- [Text to read]
In my emerging scheme for organizing the concepts for what’s next and after capitalism, I am placing the sharing economy and its brothers and sisters in the Horizon Two Zone of Transition (and innovation). To put it simply, it seems to me that these concepts have one foot in the old neoliberal capitalist world (H1), and one in the emerging visions of H3. I found a nice book on sharing: Arun Sundararajan’s The Sharing Economy: The End of Employment and the Rise of Crowd-Based Capitalism that provides us some great ideas to play with.
The sharing family of concepts has some aspects of traditional markets and some aspects of “new” gift ideas. Some is profit-motivated and some is purpose-driven. Airbnb hosts typically join sharing platforms to make money. Couchsurfers do it as a way to meet people or to make new friends, as well finding a place to stay. Of course there is lots of overlap between these two.
Lawrence Lessig notes this dual nature in his 2008 book Remix: Making Art and Commerce Thrive in the Hybrid Economy“ observes that there exists not just the commercial economy, which meters access on the simple metric of price, but also a sharing economy, where access to culture is regulated not by price but by a complex set of social relations.” Botsman and Rogers’ Rise of Collaborative Consumption observes that access in hyper consumption is defined by credit, whereas access in collaborative consumption is driven by reputation.

- [Rows]
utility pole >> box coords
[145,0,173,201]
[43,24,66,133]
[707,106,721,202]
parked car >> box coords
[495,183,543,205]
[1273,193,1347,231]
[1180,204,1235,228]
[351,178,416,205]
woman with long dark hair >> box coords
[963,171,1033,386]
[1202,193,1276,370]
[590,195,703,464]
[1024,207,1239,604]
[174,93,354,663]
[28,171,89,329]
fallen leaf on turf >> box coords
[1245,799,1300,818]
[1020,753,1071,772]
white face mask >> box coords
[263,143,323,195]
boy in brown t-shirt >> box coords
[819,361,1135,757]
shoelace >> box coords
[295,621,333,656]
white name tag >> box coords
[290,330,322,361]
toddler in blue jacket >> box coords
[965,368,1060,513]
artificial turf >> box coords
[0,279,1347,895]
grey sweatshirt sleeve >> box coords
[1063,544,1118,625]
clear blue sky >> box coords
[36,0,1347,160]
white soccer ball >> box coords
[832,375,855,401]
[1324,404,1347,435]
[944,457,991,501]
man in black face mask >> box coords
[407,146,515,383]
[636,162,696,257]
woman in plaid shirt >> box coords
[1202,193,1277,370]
* * *
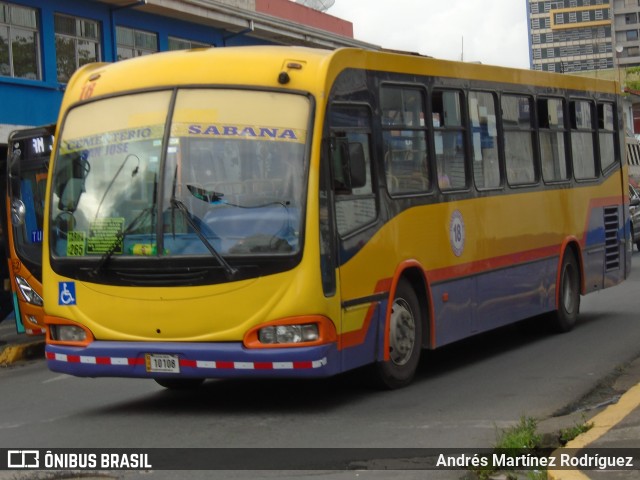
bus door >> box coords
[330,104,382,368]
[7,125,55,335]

- [Prompt] Continue the text on the sharing economy from the point at which it stops. The items above are separate material and are unrelated to the text on the sharing economy.

- [Final answer]
He also bring in Juliet Schor’s notion of “stranger sharing,” which shift the source of what we value commercially away from traditional corporations and toward a crowd of entrepreneurs we find through a digital marketplace.
Perhaps the shift could be summed up as:
Some questions
There are still lots of questions about how this might work:
- Will the sharing economy ultimately represent the rise of the microentrepreneur—a generation of self-employed workers who are empowered OR will it represent the culmination of the end of broad-based and high standards of living that the United States witnessed in the 1950s and 1960s—a disparaging race to the bottom? For instance, Robert Reich asserts that a better name for the sharing economy would be the “share-the-scraps economy.”
- While there’s clearly tremendous potential efficiency from “access over ownership,” are peer-to-peer rental markets viable at scale for anything other than really expensive assets like homes and cars?
- Might we witness the emergence of new guilds—worker organizations that set their own standards of service?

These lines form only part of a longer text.